-- Source passage follows --

Hierarchy table bridge

Description

Bridge function for converting tbl_hierarchical() (and similar) cards to basic gtsummary objects. All bridge functions begin with prefix ⁠brdg_*()⁠.

This file also contains helper functions for constructing the bridge, referred to as the piers (supports for a bridge) and begin with ⁠pier_*()⁠.

  • brdg_hierarchical(): The bridge function ingests an ARD data frame and returns a gtsummary table that includes .$table_body and a basic .$table_styling. The .$table_styling$header data frame includes the header statistics. Based on context, this function adds a column to the ARD data frame named "gts_column". This column is used during the reshaping in the ⁠pier_*()⁠ functions defining column names.

  • ⁠pier_*()⁠: these functions accept a cards tibble and returns a tibble that is a piece of the .$table_body. Typically these will be stacked to construct the final table body data frame. The ARD object passed here will have two primary parts: the calculated summary statistics and the attributes ARD. The attributes ARD is used for labeling. The ARD data frame passed to this function must include a "gts_column" column, which is added in brdg_hierarchical().

Usage

brdg_hierarchical(
  cards,
  variables,
  by,
  include,
  statistic,
  overall_row,
  count,
  is_ordered,
  label
)

pier_summary_hierarchical(cards, variables, include, statistic)

Arguments

cards

(card)
an ARD object of class "card" created with cards::ard_hierarchical_stack().

variables

(character)
character list of hierarchy variables.

by

(string)
string indicating the stratifying column.

include

(character)
character list of hierarchy variables to include summary statistics for.

statistic

(named list)
named list of summary statistic names.

overall_row

(scalar logical)
whether an overall summary row should be included at the top of the table. The default is FALSE.

count

(scalar logical)

-- Source passage concluded --

Work task 1>
Answer the following from the hierarchy table bridge documentation:
(a) With what prefix do all bridge functions begin?
(b) Which function is used to create the ARD object supplied as the cards argument?
(c) What is the default value of overall_row?
Work task 2> According to the hierarchy table bridge documentation, why must the ARD data frame passed to the pier_*() functions include a "gts_column" column? Answer in one to three sentences.
Work task 3> Continue the hierarchy table bridge documentation from where it stops.
The lines that follow were taken from a separate source.

-- Recorded information follows --

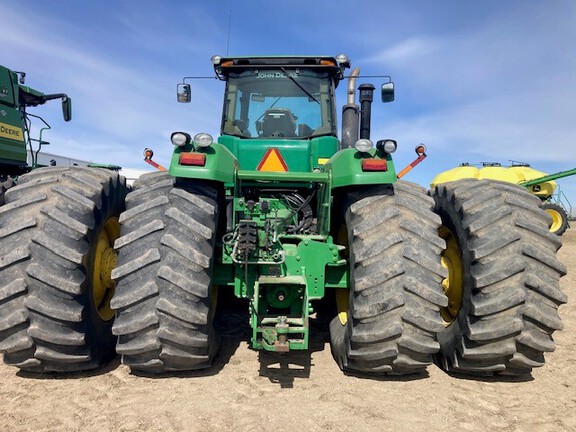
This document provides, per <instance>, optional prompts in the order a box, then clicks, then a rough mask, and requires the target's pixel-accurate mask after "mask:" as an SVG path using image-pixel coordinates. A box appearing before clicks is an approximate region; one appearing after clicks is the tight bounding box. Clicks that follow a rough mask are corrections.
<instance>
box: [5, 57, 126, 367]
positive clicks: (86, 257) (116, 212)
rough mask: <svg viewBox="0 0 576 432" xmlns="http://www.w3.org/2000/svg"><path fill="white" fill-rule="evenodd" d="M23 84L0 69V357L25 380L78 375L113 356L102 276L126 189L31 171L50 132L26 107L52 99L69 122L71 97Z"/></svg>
mask: <svg viewBox="0 0 576 432" xmlns="http://www.w3.org/2000/svg"><path fill="white" fill-rule="evenodd" d="M18 75H20V77H19V76H18ZM24 77H25V74H24V73H22V72H14V71H11V70H9V69H7V68H5V67H2V66H0V115H1V117H0V179H1V181H2V185H1V189H0V192H1V195H0V353H3V354H4V361H5V362H6V363H7V364H10V365H14V366H17V367H19V368H21V369H23V370H26V371H31V372H50V371H78V370H86V369H90V368H94V367H97V366H99V365H101V364H103V363H105V362H107V361H108V360H110V358H112V357H113V356H114V355H115V352H114V345H113V344H114V338H113V336H112V334H111V327H112V319H113V317H114V311H112V310H111V309H110V308H109V303H110V297H111V296H112V293H113V288H114V283H113V281H112V280H111V279H110V273H111V271H112V268H113V267H114V265H115V259H116V253H115V252H114V249H113V244H114V240H115V239H116V238H117V237H118V236H119V234H120V226H119V224H118V217H119V216H120V213H121V212H122V211H123V210H124V200H125V197H126V194H127V192H128V189H127V187H126V183H125V180H124V178H123V177H121V176H119V175H118V173H117V172H114V171H113V170H109V169H97V168H86V167H56V166H54V167H44V168H43V167H40V166H39V164H38V153H39V151H40V148H41V147H42V146H43V145H46V144H48V142H46V141H44V140H43V138H42V134H43V132H44V131H46V130H47V129H50V126H49V125H48V123H47V122H46V121H45V120H44V119H42V118H41V117H38V116H37V115H34V114H31V113H28V111H27V109H28V108H29V107H35V106H37V105H43V104H44V103H46V102H47V101H49V100H56V99H60V100H62V110H63V114H64V120H65V121H69V120H70V119H71V118H72V111H71V99H70V98H69V97H68V96H67V95H66V94H63V93H58V94H44V93H42V92H40V91H38V90H34V89H32V88H30V87H28V86H25V85H24V84H25V82H24ZM33 119H36V120H37V121H39V122H40V123H41V124H42V127H41V128H40V130H39V133H38V135H37V138H34V137H33V134H31V131H32V122H33ZM28 155H29V160H30V161H31V163H28V161H27V159H28Z"/></svg>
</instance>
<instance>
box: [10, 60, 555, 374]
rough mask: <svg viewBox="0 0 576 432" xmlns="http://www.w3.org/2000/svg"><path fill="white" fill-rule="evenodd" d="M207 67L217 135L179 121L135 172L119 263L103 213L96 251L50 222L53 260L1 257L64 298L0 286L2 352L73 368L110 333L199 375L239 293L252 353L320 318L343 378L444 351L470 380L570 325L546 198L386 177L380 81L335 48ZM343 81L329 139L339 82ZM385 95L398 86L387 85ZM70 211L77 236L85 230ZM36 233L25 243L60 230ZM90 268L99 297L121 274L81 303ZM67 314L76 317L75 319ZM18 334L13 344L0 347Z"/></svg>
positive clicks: (386, 145)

-- Recorded information concluded --

Written answer 1>
(a) brdg_*()
(b) cards::ard_hierarchical_stack()
(c) FALSE

Written answer 2> The pier_*() functions use the "gts_column" column during reshaping to define column names. The column is added to the ARD data frame by brdg_hierarchical().

Written answer 3>
whether tbl_hierarchical_count() (TRUE) or tbl_hierarchical() (FALSE) is being applied.

is_ordered

(scalar logical)
whether the last variable in variables is ordered.

label

(named list)
named list of hierarchy variable labels.

Value

a gtsummary object

See Also

Review list, formula, and selector syntax used throughout gtsummary


Summary table bridge

Description

Bridge function for converting tbl_summary() (and similar) cards to basic gtsummary objects. All bridge functions begin with prefix ⁠brdg_*()⁠.

This file also contains helper functions for constructing the bridge, referred to as the piers (supports for a bridge) and begin with ⁠pier_*()⁠.

  • brdg_summary(): The bridge function ingests an ARD data frame and returns a gtsummary table that includes .$table_body and a basic .$table_styling. The .$table_styling$header data frame includes the header statistics. Based on context, this function adds a column to the ARD data frame named "gts_column". This column is used during the reshaping in the ⁠pier_*()⁠ functions defining column names.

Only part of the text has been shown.